>>>

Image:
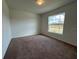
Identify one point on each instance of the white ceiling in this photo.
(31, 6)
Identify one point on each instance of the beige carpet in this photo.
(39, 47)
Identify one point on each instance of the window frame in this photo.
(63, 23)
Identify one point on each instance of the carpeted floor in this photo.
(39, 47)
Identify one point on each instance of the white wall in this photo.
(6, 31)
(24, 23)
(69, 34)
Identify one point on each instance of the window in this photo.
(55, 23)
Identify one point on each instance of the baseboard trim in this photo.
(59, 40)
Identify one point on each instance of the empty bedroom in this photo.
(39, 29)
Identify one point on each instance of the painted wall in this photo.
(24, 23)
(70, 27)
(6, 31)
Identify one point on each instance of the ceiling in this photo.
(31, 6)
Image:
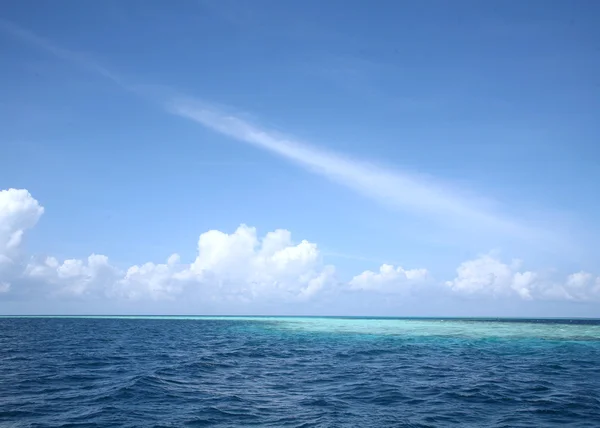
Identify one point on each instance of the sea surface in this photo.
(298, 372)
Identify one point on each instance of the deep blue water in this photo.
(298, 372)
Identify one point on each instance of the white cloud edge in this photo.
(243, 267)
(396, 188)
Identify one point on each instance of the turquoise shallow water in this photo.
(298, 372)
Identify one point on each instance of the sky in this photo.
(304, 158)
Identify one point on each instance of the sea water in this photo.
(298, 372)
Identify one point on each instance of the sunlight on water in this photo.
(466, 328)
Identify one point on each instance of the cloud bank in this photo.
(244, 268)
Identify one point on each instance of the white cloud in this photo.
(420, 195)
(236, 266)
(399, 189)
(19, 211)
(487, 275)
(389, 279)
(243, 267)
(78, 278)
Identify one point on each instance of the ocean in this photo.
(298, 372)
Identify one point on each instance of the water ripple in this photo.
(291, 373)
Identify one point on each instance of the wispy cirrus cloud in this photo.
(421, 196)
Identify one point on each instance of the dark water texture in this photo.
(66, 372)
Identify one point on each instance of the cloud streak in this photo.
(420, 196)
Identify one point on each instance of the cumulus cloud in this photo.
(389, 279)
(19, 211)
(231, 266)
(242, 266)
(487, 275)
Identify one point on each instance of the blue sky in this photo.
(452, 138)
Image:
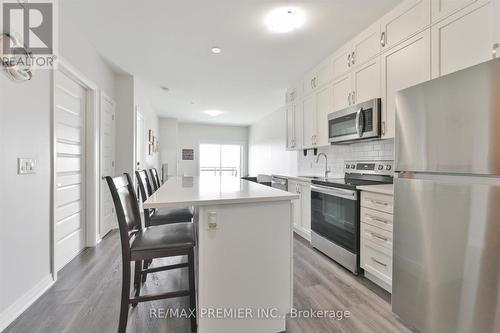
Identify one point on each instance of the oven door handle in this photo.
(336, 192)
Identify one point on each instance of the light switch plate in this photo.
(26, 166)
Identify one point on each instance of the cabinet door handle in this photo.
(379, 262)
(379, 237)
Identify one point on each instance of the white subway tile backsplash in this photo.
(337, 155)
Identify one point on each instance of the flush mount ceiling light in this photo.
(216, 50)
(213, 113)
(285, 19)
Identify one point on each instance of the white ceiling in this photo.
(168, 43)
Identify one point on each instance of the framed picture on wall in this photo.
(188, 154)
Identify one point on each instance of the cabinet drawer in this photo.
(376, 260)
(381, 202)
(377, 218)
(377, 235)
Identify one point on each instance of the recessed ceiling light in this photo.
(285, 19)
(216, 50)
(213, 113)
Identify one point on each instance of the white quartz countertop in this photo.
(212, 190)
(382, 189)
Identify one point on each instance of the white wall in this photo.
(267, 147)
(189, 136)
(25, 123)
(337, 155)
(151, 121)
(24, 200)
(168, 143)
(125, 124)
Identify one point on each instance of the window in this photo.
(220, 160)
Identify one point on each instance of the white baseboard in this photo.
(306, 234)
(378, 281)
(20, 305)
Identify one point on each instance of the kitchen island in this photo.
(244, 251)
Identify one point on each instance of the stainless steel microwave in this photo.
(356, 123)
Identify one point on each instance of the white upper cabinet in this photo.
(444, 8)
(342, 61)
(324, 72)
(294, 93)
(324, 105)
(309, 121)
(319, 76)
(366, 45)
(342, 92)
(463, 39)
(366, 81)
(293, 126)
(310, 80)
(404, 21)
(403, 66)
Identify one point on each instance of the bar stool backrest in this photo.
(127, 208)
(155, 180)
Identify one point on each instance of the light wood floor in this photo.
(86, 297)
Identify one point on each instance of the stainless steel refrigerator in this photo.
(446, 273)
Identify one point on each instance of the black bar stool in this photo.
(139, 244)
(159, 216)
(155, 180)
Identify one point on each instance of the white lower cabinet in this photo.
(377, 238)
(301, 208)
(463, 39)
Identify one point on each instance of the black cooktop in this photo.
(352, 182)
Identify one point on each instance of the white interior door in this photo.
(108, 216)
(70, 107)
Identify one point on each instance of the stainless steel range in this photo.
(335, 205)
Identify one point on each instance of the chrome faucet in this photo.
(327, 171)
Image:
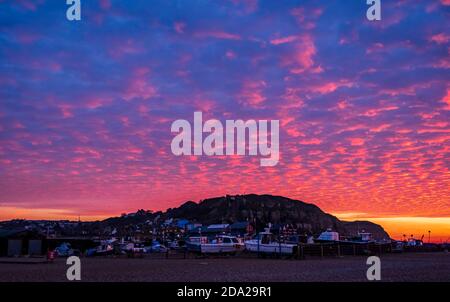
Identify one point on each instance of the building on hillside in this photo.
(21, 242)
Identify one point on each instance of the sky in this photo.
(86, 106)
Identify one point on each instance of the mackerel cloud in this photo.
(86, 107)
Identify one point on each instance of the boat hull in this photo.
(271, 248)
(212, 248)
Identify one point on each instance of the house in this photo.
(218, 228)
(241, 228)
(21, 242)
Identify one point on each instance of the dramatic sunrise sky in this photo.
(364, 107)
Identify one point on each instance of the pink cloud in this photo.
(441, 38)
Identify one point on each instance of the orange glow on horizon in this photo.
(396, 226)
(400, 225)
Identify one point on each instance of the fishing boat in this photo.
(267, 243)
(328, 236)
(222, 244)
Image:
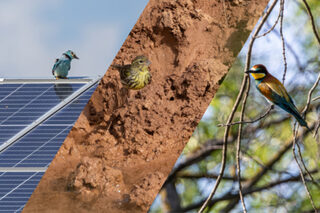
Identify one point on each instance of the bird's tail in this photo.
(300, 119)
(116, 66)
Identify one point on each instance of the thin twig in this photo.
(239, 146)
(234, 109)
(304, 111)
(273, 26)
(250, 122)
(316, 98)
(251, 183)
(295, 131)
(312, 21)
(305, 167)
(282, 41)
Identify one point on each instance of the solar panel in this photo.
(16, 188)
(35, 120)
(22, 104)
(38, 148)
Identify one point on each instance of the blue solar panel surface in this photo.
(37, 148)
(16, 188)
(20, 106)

<<<

Written task
From the listing, extract all text exactly as given and drop any picture.

Reply to the exercise
Image:
Identify one point on each instance of the white ceiling in this photo.
(31, 6)
Identify one point on each instance of the beige carpet in this photo.
(39, 47)
Identify one point on each instance of the window frame in this photo.
(63, 23)
Identify one point on each instance of the carpeted floor in this photo.
(39, 47)
Identify one point on each instance of the white wall in this photo.
(6, 31)
(24, 23)
(69, 34)
Identify one point on each instance of the window in this photo.
(55, 23)
Identify one point on each instance of the baseboard trim in this photo.
(59, 40)
Identify one point on each instance of the empty bedroom in this photo.
(39, 29)
Identify one point on each instance of the painted wall in this photo.
(24, 23)
(70, 27)
(6, 31)
Identify one point on each instance of the ceiling in this photo.
(31, 6)
Image:
Identify one point on each instance of the sea surface in this photo.
(298, 372)
Identify one point on each instance of the deep blue water in this photo.
(298, 372)
Identify one point on each instance of the white cloud edge in this photo.
(243, 267)
(396, 188)
Identify one point on each instance of the turquoise shallow water in this photo.
(298, 372)
Identify one point on each instance of the sky in this photo.
(304, 158)
Identify one point on each instance of the sea water in this photo.
(298, 372)
Identify one point on each instance of the sunlight on water in this photo.
(466, 328)
Identify one point on each instance of the cloud bank in this photo.
(244, 268)
Identify one point on each instance of the white cloud in this photo.
(420, 195)
(236, 266)
(399, 189)
(19, 211)
(487, 275)
(389, 279)
(243, 267)
(78, 278)
Identify one point on each instance of the ocean in this photo.
(298, 372)
Identify one point on each instance of the water ripple in this photo.
(291, 373)
Identify one point on each instance of the wispy cirrus cloud in this photo.
(421, 196)
Identify one point on each instance of the dark water texture in this photo.
(66, 372)
Identify one point on each instance of the cloud streak in this photo.
(420, 196)
Identify one point on each instance of the cumulus cloud in this photo.
(389, 279)
(19, 211)
(231, 266)
(242, 266)
(487, 275)
Identify one point on each instance of the blue sky in this photo.
(452, 138)
Image:
Identify one point on each instance of the oven door handle in this photo.
(336, 192)
Identify one point on each instance of the light switch plate in this photo.
(26, 166)
Identify one point on each instance of the cabinet door handle in this photo.
(379, 262)
(379, 237)
Identify one point on each instance of the white subway tile backsplash in this photo.
(337, 155)
Identify one point on each instance of the flush mount ceiling light in this photo.
(216, 50)
(213, 113)
(285, 19)
Identify one point on each instance of the white ceiling in this photo.
(168, 43)
Identify one point on each instance of the framed picture on wall in this photo.
(188, 154)
Identify one point on each instance of the cabinet drawer in this photo.
(376, 260)
(381, 202)
(377, 218)
(377, 235)
Identify one point on each instance of the recessed ceiling light in this photo.
(285, 19)
(216, 50)
(213, 113)
Identify one point on each instance of the white quartz countertop in this photo.
(212, 190)
(382, 189)
Identify one point on each instance of the white wall in this photo.
(267, 147)
(189, 136)
(25, 123)
(337, 155)
(151, 121)
(24, 200)
(168, 143)
(125, 124)
Identify one point on each instance of the window in this photo.
(220, 160)
Identify one point on each instance of the white baseboard in this photo.
(306, 234)
(378, 281)
(20, 305)
Identify one point on each instance of the kitchen island in this photo.
(244, 251)
Identify one point on each instance of the stainless steel microwave in this photo.
(356, 123)
Identify one point on each instance of the white upper cabinet in this photo.
(444, 8)
(342, 61)
(324, 72)
(294, 93)
(324, 105)
(309, 121)
(319, 76)
(366, 45)
(342, 92)
(463, 39)
(366, 81)
(293, 126)
(310, 80)
(404, 21)
(403, 66)
Identify one point on each instance of the bar stool backrest in this photo.
(127, 208)
(155, 180)
Identify one point on each instance of the light wood floor in this photo.
(86, 297)
Identify one point on each instance of the stainless steel refrigerator in this photo.
(446, 273)
Identify one point on each instance of the black bar stool in this photo.
(139, 244)
(159, 216)
(155, 180)
Identify one point on each instance of the white lower cabinet in this photo.
(377, 238)
(301, 208)
(463, 39)
Identify one point on each instance of the black cooktop in this photo.
(352, 182)
Identify one point on each instance of the white interior door in this photo.
(108, 216)
(70, 107)
Identify one point on each instance of the stainless steel range in this photo.
(335, 205)
Identify one point on each instance of the chrome faucet in this photo.
(327, 171)
Image:
Identify one point on each instance of the building on hillside in this photo.
(21, 242)
Identify one point on each instance of the sky in this photo.
(86, 106)
Identify one point on each instance of the mackerel cloud in this photo.
(86, 107)
Identify one point on each instance of the boat hull in this photo.
(271, 248)
(212, 248)
Identify one point on each instance of the house in this photo.
(218, 228)
(241, 228)
(21, 242)
Identify one point on each instance of the dramatic sunrise sky in this photo.
(364, 107)
Identify one point on each instance of the pink cloud in this photo.
(441, 38)
Identify one point on each instance of the orange glow on horizon in this photo.
(396, 226)
(400, 225)
Identify one point on each instance of the fishing boat in this photo.
(267, 243)
(328, 236)
(222, 244)
Image:
Identify one point on each instance of the bird's tail in this photo.
(300, 119)
(116, 66)
Identify one point on each instance of the thin twig in this photo.
(239, 146)
(234, 109)
(304, 111)
(273, 26)
(250, 122)
(316, 98)
(251, 183)
(295, 131)
(312, 21)
(305, 167)
(282, 41)
Identify one point on each instance of the solar panel in this photo.
(16, 188)
(35, 120)
(22, 104)
(38, 148)
Identify one point on each instance of the blue solar panel surface in this photo.
(37, 148)
(16, 188)
(20, 106)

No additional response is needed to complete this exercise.